Page excerpt:
• • • •
I may be even more categorical: the concept of the knowledge society differs from earlier programmes precisely in as much as it is primarily committed to supreme reality and is, even more, interested in its improvement. Or, in even coarser terms, if supreme reality is essentially subjected reality, while the ruling reality is the complex power of global and regional forces driving everyday life, the task can be no other than creating the balance between prevailing and subjected reality.

The choice of name for the knowledge country programme may be of little importance. But the direction of global trends appear almost definite: what happened yesterday and the day before has now suddenly come to an end. In our money-and-power-focused (neo-)capitalism a knowledge-and-life-centred society, which fundamentally negates and transcends this model, has been born. This is already part of the prevailing and subjected reality too. It has emerged as a programme as well. It is basically not of utopian consciousness by nature but the description of rational and even unavoidable future consciousness and future trend.

The change is not evident in a wide spectrum because the two models exist simultaneously, fusing and separating, constituting continuity and negation at the same time. The finance capitalism of the last ten years has gained energy and power form the new global model still in a minority. No-one has the ability to predict how, when and where the global process will turn into something radically different, and whether that will or will not be the way we expect it today. This trend analysis becomes utopian if it expresses the certainty of a positive end result to the process.

Many people agree that global, continental and national power spheres (i.e. the prevailing realities) are generally little interested in, on the contrary, are even dead set against, the global change of models. Current (and still primitively tuned) mass thinking in Hungary today, and even most representatives of high knowledge see only negative world trends in globalism, while any significant change of paradigm in Europe or Hungary is unthinkable if not effected within or as part of a global model change.

If the global model change is not effected by politics or the political power elite, then by who? The question is in part incorrect because even today many political and power interests are linked to the global model change. It is no coincidence that the central strategy of the European Union (another prevailing reality) basically aims at accomplishing the information society. If not politics, will it be the economy? The question is yet again incorrect in part because the monetary finance economy does not wish to question itself, yet the information economy or, more broadly, the knowledge-based economy definitely backs the model change. If it is not the economy that is the force of decisive importance, then is it the global or regional knowledgeable classes? Highly unlikely, as the conservation of powers is effected by the intellectual elite (high knowledge) in many parts of the world, while groups of strategic knowledge seriously urge the creation of a knowledge world. If the knowledgeable classes are not enough to accomplish the breakthrough, will the fantastic self-development of technology break down the factors of fiercest resistance? The question might be wrong yet again. In any case it seems to me that it is the development of technology that does the most to lead the way to a change of world.
• • • •
Entries supplied:
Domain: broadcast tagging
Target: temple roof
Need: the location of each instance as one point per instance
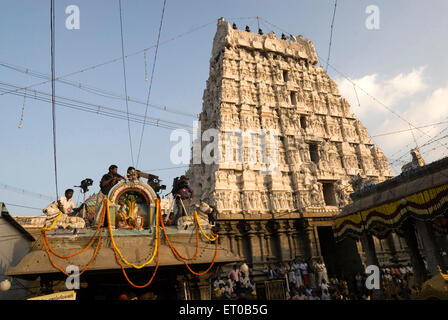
(409, 182)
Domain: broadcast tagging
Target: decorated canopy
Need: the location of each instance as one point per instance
(421, 193)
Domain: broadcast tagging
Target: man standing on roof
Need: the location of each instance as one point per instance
(66, 204)
(182, 194)
(110, 179)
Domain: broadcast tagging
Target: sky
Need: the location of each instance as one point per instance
(400, 63)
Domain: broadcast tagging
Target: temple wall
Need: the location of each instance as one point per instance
(263, 85)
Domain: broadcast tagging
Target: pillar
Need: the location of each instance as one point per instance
(430, 246)
(181, 288)
(416, 259)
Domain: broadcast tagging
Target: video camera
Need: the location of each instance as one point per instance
(85, 184)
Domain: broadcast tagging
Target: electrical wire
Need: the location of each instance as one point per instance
(150, 83)
(125, 83)
(331, 33)
(92, 108)
(93, 90)
(53, 108)
(112, 60)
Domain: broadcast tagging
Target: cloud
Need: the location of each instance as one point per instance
(388, 91)
(405, 94)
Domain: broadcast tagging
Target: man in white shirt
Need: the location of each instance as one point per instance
(66, 204)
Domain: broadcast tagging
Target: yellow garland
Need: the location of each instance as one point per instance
(118, 250)
(54, 222)
(200, 227)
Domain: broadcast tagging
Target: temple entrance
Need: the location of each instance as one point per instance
(328, 250)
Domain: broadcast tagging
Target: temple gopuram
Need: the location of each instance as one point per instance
(262, 84)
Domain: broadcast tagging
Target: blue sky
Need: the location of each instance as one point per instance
(402, 64)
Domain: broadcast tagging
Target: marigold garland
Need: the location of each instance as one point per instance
(91, 260)
(115, 247)
(118, 254)
(121, 265)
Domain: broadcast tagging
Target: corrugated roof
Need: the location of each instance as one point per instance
(5, 215)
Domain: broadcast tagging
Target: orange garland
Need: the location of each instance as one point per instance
(122, 267)
(176, 254)
(100, 228)
(91, 260)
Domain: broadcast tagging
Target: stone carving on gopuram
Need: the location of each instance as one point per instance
(262, 85)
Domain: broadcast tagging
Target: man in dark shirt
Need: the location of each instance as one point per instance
(106, 184)
(110, 179)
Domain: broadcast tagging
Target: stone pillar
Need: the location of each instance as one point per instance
(414, 252)
(255, 247)
(312, 246)
(371, 259)
(296, 243)
(285, 246)
(317, 242)
(267, 238)
(291, 244)
(430, 247)
(239, 245)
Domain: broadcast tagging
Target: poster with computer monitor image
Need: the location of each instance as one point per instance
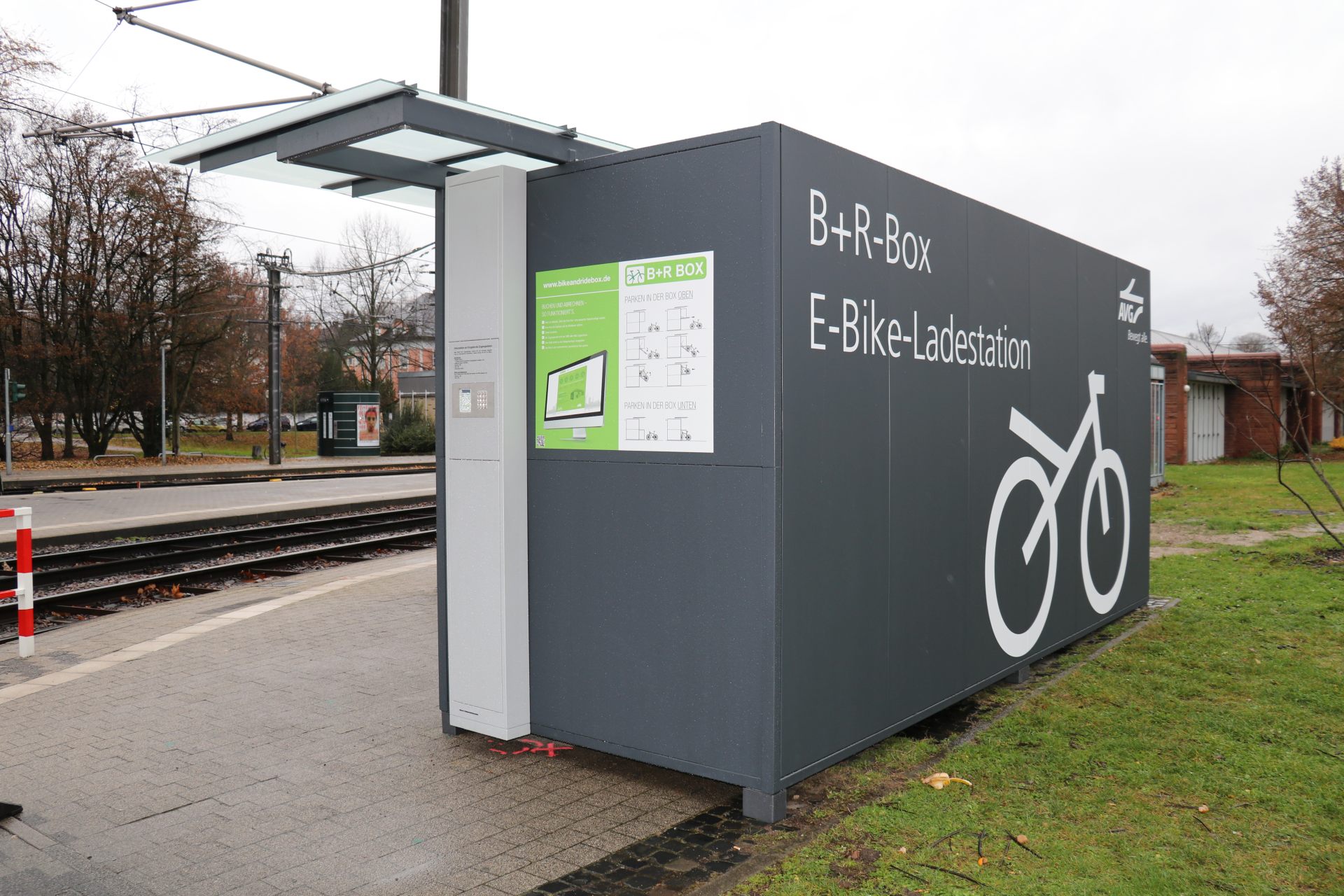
(652, 318)
(575, 397)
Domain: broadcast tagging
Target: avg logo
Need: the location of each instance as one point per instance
(1130, 305)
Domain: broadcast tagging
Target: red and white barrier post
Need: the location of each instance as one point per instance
(23, 566)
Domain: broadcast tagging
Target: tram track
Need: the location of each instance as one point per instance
(111, 578)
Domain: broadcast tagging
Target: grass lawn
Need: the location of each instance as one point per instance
(1233, 700)
(296, 444)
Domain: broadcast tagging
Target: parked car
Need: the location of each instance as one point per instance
(262, 425)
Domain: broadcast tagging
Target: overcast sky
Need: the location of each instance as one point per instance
(1168, 133)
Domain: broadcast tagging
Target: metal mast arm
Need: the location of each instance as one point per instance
(97, 125)
(124, 15)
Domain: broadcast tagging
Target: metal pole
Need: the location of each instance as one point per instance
(273, 365)
(163, 403)
(176, 415)
(452, 49)
(8, 429)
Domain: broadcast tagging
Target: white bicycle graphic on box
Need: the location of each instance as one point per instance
(1028, 469)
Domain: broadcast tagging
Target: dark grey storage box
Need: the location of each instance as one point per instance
(819, 580)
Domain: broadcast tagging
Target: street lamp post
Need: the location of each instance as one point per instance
(163, 396)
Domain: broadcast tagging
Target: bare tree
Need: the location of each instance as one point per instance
(1291, 429)
(20, 58)
(366, 304)
(1206, 333)
(1253, 343)
(102, 257)
(1303, 286)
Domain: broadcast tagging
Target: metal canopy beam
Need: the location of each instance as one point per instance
(505, 136)
(372, 186)
(366, 163)
(326, 143)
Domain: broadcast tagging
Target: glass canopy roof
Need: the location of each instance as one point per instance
(382, 137)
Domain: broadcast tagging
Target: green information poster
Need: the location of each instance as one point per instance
(625, 355)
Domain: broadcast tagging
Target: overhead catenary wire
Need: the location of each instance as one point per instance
(362, 267)
(85, 66)
(218, 220)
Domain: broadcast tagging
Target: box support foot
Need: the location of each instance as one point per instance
(768, 808)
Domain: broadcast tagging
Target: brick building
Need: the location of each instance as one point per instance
(1237, 403)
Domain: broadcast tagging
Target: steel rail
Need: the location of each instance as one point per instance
(99, 564)
(61, 562)
(198, 580)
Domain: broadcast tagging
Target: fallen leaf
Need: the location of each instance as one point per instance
(941, 780)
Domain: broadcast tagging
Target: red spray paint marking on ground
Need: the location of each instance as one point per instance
(533, 747)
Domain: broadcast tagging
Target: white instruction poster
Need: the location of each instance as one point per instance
(625, 355)
(667, 354)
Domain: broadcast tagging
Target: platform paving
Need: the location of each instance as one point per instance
(283, 738)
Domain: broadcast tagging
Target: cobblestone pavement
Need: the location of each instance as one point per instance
(290, 751)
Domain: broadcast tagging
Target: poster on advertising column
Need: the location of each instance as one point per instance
(625, 355)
• • • •
Task instructions:
**A)** Print the passage on the knowledge society from "The choice of" to "and future trend.", copying it word for word.
**B)** Identify every line of the records that contains the word "white", and copy each of those lines in full.

Task-by-task outputs:
**A)**
The choice of name for the knowledge country programme may be of little importance. But the direction of global trends appear almost definite: what happened yesterday and the day before has now suddenly come to an end. In our money-and-power-focused (neo-)capitalism a knowledge-and-life-centred society, which fundamentally negates and transcends this model, has been born. This is already part of the prevailing and subjected reality too. It has emerged as a programme as well. It is basically not of utopian consciousness by nature but the description of rational and even unavoidable future consciousness and future trend.

**B)**
Target: man in white shirt
Target: red and white barrier post
Target: white bicycle graphic on box
Target: white instruction poster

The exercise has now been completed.